**Data for this task:**
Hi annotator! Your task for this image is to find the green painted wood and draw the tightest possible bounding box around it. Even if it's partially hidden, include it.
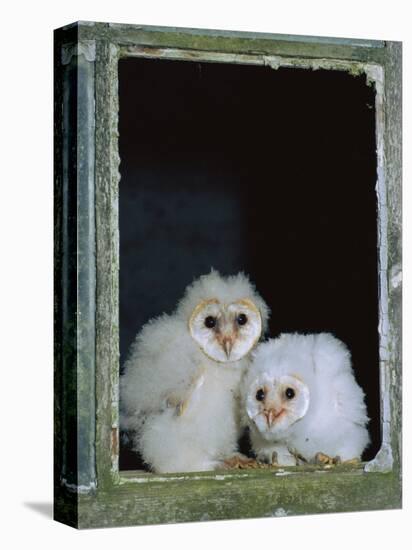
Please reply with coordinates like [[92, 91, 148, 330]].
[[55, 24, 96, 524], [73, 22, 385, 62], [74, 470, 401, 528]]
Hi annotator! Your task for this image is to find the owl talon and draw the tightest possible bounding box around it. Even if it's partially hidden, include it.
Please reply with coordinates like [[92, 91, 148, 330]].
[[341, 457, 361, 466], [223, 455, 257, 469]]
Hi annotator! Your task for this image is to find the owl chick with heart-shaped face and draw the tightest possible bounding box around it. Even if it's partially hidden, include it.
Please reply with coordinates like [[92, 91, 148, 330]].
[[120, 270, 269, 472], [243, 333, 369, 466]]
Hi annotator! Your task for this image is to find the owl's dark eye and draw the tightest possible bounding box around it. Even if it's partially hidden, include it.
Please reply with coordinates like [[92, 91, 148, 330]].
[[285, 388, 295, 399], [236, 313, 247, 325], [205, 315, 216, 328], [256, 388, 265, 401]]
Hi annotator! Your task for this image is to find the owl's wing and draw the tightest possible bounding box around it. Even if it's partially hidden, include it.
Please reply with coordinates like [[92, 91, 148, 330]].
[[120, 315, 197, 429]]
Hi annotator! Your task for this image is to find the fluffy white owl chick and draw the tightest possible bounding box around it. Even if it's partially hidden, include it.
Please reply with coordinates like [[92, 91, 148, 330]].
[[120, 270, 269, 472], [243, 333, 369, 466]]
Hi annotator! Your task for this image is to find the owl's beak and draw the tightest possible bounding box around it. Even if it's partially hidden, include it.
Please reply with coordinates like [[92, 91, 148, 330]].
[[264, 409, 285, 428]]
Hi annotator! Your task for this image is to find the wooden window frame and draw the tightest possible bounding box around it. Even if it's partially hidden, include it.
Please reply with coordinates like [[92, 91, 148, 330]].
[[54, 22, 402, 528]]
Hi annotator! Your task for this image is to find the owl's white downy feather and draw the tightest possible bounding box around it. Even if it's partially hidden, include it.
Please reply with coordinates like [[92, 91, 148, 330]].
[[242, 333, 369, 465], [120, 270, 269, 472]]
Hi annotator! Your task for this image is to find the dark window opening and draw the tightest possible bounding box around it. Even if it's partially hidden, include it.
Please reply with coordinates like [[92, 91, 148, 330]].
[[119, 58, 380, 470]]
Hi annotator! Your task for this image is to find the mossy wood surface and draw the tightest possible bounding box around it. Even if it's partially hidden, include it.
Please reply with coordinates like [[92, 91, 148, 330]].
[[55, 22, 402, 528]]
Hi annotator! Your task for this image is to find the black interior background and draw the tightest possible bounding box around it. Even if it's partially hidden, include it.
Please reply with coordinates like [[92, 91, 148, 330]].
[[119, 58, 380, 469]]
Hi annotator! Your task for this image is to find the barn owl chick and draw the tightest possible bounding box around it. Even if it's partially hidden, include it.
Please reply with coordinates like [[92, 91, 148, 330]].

**Work to complete:** Please copy out every line of the items above word for word, leaving the pictures out.

**Task response:**
Hi annotator! Your task for this image is to find the green painted wood and draw the tightest possible bounding box around it. Even if it's partially hidden, include it.
Please reply with coordinates like [[92, 91, 148, 330]].
[[55, 24, 96, 524], [73, 22, 385, 62], [74, 470, 401, 528]]
Hi annotator! Your task for this image is to find the owl talon and draw the tightest possible bounding box around it. Even if it's partially hidden, include it.
Please reply with coordinates like [[92, 91, 148, 330]].
[[341, 457, 361, 466], [223, 455, 257, 469]]
Hi annotator! Your task for this image is to find the owl chick with heart-shaped face and draw the tightest possible bounding box around it. Even if it's partially hidden, include it.
Please reply with coordinates like [[92, 91, 148, 330]].
[[120, 270, 269, 472], [243, 333, 369, 466]]
Hi annotator! Your task for this image is to find the owl's dark eye and draw the tightest possible bounding box around it. Even if it's partially hidden, include it.
Please reply with coordinates like [[92, 91, 148, 330]].
[[285, 388, 295, 399], [236, 313, 247, 325], [205, 315, 216, 328], [256, 388, 265, 401]]
Hi annotator! Your task for this image is to find the owl's wing and draw the tightest possible bounding box around it. Even if it's partially hidden, include it.
Please reply with coordinates like [[92, 91, 148, 330]].
[[120, 315, 197, 429]]
Hi annotator! Your task for this image is to find the fluffy white owl chick and draw the tightest possible bounding box around it. Even if it's partially hidden, include it.
Please reply with coordinates like [[92, 91, 148, 330]].
[[120, 270, 269, 472], [243, 333, 369, 466]]
Hi annotator! Your task for this image is to find the owl's beak and draw the tightest possible bounding box around it. Even if it's partially hidden, include it.
Please reply with coordinates like [[92, 91, 148, 330]].
[[264, 409, 285, 428]]
Hi annotator! Your task for this image is to find the wooden window frame and draw the tightest possible bounding box around it. Even if it's partially hidden, include it.
Please reply with coordinates like [[92, 91, 148, 330]].
[[54, 22, 402, 528]]
Hi annotator! Your task for this image is to find the owl's white downy feather and draw the tightest possible bounding box around it. Even if it's partially hidden, include it.
Please reply with coordinates like [[92, 91, 148, 330]].
[[242, 333, 369, 465], [120, 270, 269, 472]]
Hi annotator! Your task for this image is to find the dark window opening and draw the tightest possible bounding box around it. Even if it's partially hidden, include it.
Please reply with coordinates like [[92, 91, 148, 330]].
[[119, 58, 380, 470]]
Hi annotator! Your task for this image is to find the mossy wood surface and draw the tightest possible bounding box around it. Even if it's partially hidden, include it.
Please reply with coordinates like [[92, 91, 148, 330]].
[[55, 22, 402, 528]]
Hi annotator! Your task for this image is to find the black interior background and draw the tightest possible bounding box around it. Even if it's partially hidden, include it.
Please reply with coordinates like [[92, 91, 148, 330]].
[[119, 58, 380, 469]]
Hi annotator! Your task for this image is to find the barn owl chick and draw the tightest possible bounding box around it. Even if it's partially hidden, include it.
Please reply with coordinates like [[92, 91, 148, 330]].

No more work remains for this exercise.